§ Point annotation records:

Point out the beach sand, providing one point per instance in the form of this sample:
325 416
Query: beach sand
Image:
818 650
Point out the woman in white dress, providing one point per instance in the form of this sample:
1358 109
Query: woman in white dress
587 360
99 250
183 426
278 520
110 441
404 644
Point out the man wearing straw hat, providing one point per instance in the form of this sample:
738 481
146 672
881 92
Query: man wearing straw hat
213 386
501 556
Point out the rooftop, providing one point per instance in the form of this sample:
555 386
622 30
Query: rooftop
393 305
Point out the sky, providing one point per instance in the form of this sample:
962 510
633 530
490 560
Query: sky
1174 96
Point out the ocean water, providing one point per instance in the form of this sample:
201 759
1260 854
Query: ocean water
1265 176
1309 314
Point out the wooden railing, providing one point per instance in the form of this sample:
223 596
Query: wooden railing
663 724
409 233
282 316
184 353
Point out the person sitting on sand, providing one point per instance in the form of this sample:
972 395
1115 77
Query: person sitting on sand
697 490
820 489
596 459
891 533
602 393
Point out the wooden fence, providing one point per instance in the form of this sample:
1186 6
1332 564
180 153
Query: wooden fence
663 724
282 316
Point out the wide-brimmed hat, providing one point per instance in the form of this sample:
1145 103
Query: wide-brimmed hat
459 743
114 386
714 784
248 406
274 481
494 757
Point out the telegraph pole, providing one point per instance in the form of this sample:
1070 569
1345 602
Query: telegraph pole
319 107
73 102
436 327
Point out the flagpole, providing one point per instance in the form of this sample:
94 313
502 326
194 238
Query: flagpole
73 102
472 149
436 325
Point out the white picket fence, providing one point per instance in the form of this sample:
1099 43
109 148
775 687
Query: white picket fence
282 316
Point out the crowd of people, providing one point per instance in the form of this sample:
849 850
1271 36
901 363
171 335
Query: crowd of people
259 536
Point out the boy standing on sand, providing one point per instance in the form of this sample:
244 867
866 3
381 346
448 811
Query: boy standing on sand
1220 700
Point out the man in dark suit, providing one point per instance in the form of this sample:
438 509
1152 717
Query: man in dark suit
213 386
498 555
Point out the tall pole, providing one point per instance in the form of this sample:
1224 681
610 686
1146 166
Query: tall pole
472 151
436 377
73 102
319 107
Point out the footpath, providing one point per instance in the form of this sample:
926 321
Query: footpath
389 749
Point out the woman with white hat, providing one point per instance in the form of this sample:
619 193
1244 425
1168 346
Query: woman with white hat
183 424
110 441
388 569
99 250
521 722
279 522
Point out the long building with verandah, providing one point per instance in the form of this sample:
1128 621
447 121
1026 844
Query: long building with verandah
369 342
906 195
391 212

§ WHAT THIS TASK INVOLVES: Change every "Point out" in the records above to "Indicate", and leave everything else untouched.

§ FULL RESPONSE:
Indicate the beach sand, providing one point per instance in the form of this sample:
325 416
Query: beach sand
Image:
818 650
Indicate the woman in white dress, providing one point per instance in the form of this sample:
1358 109
Query: woman in white dress
587 360
99 250
183 426
278 520
110 441
404 644
Indicate the man wearing straw hat, providing one point per instance in the form of this sample:
738 481
146 672
881 92
Query: man wearing straw hat
213 386
501 556
Indicate the rooftop, providing one point per instance in the form of this sample:
555 386
622 30
Query: rooftop
393 305
Indicate the sky, providing one point per instance in the form of this sample:
962 510
633 530
490 560
Query: sky
1174 96
Indicate the ocean water, providing one point per instance in the form of this sample:
201 759
1260 854
Query: ocean water
1265 176
1309 314
Indicate the wooden railing, providing one point per instance in the form of this sample:
223 596
Query: wooden railing
663 724
409 233
282 316
184 353
Indicate the person sitting on sand, providing one point per instance in the form of this sample:
972 395
1115 77
Query: person sitting on sand
697 490
820 489
596 459
891 533
602 393
Indicate the wooden fence, providing one point per instance in the form of this sample:
1186 6
1332 564
180 153
Query: wooden fence
663 724
282 316
Indicate the wide-brimmed hat, providing one point per instance in the form of this sample:
1145 103
Query: wide-brimmed hat
459 743
114 386
714 784
248 406
274 481
494 757
Indicate the telegraph pole, providing one point per instance in the form of this sample:
1070 569
1345 602
Query: telegraph pole
319 107
73 102
436 327
Indicate the flagpole, providing one point per instance in the form of this sample:
94 313
502 326
194 238
Query: flagpole
73 102
472 149
436 325
Indicate the white picket fence, providing one point per instance in the form of this sample:
1099 43
109 148
775 687
Query: white picket fence
282 316
Indicate the crowd of people, providing one point per instance in the form of this sample:
849 850
1271 36
901 363
171 335
Query: crowd of people
259 536
Indicate the boy standing on sand, providing one point per instance in the form of this sample:
244 867
866 3
381 346
448 811
Query: boy standing on sand
1220 700
Indicate the man in dark suit, providing one point per instance in the form of this sample:
438 509
1152 717
Query: man in dark suit
213 386
498 555
Indicate the tall pole, providing one point per instance in the form of this sample:
1224 681
610 686
1146 166
Query: tall pole
472 151
436 377
73 102
319 107
Indicate the footpath, providing one point per instance in the form of this sample:
926 321
Query: footpath
389 749
Indicate the woman with white hat, providing one point per instance in the form of this sample:
619 193
1244 425
1168 346
Query: woman with white hat
183 424
110 441
388 569
99 250
521 722
279 522
Indicate the long building with verandah, providing one point per instance in the form of this sample:
1128 621
447 121
1026 844
Query: long building with verandah
369 342
906 195
391 212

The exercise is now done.